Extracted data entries
%%
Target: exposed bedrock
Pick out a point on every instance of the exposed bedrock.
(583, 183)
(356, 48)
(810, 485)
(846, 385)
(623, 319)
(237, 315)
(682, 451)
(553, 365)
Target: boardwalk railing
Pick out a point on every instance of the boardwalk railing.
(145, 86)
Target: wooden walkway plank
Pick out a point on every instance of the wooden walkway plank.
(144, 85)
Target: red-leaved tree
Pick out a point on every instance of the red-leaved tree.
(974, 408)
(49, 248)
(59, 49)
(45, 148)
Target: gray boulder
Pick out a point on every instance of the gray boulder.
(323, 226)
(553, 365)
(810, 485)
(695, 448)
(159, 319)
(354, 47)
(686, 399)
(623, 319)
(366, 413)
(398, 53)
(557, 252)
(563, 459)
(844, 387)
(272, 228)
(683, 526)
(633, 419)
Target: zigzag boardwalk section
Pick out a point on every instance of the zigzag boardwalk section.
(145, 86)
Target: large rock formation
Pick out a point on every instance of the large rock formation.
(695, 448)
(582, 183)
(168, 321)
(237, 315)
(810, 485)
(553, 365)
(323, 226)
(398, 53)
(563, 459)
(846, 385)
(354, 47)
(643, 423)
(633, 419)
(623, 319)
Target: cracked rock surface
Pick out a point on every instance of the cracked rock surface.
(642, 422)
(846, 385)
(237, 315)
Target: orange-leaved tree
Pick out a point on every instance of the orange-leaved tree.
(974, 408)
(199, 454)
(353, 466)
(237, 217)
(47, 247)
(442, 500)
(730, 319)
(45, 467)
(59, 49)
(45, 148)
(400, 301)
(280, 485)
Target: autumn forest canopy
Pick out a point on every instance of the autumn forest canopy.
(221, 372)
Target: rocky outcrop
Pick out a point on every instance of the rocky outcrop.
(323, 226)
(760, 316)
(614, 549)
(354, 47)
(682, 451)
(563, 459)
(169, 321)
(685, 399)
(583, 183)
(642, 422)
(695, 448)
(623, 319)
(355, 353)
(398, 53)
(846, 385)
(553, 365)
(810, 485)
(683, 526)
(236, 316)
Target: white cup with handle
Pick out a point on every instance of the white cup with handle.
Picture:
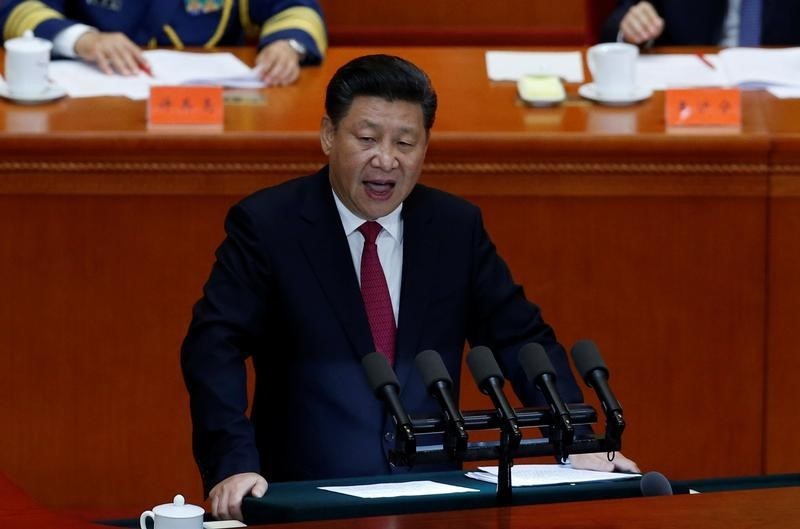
%%
- _Stated task_
Turn every line from the one containing "Target: rocky outcrop" through the end of the entries, both ends included, into a Markdown table with the columns No. and Line, skipping blank lines. Leave the pictures out.

- _Solution to this exercise_
| No. | Line |
|---|---|
| 1 | Target: rocky outcrop |
| 2 | Pick out a point on every instance of the rocky outcrop. |
| 3 | (323, 226) |
| 4 | (760, 316) |
| 5 | (614, 549) |
| 6 | (354, 47) |
| 7 | (682, 451) |
| 8 | (563, 459) |
| 9 | (169, 321) |
| 10 | (685, 399) |
| 11 | (583, 183) |
| 12 | (642, 422) |
| 13 | (695, 448) |
| 14 | (623, 319) |
| 15 | (355, 353) |
| 16 | (398, 53) |
| 17 | (846, 385) |
| 18 | (553, 365) |
| 19 | (810, 485) |
| 20 | (683, 526) |
| 21 | (236, 316) |
| 22 | Target: white cup with handle |
| 23 | Pick out a point on every instance of the white cup with handle. |
| 24 | Picture: |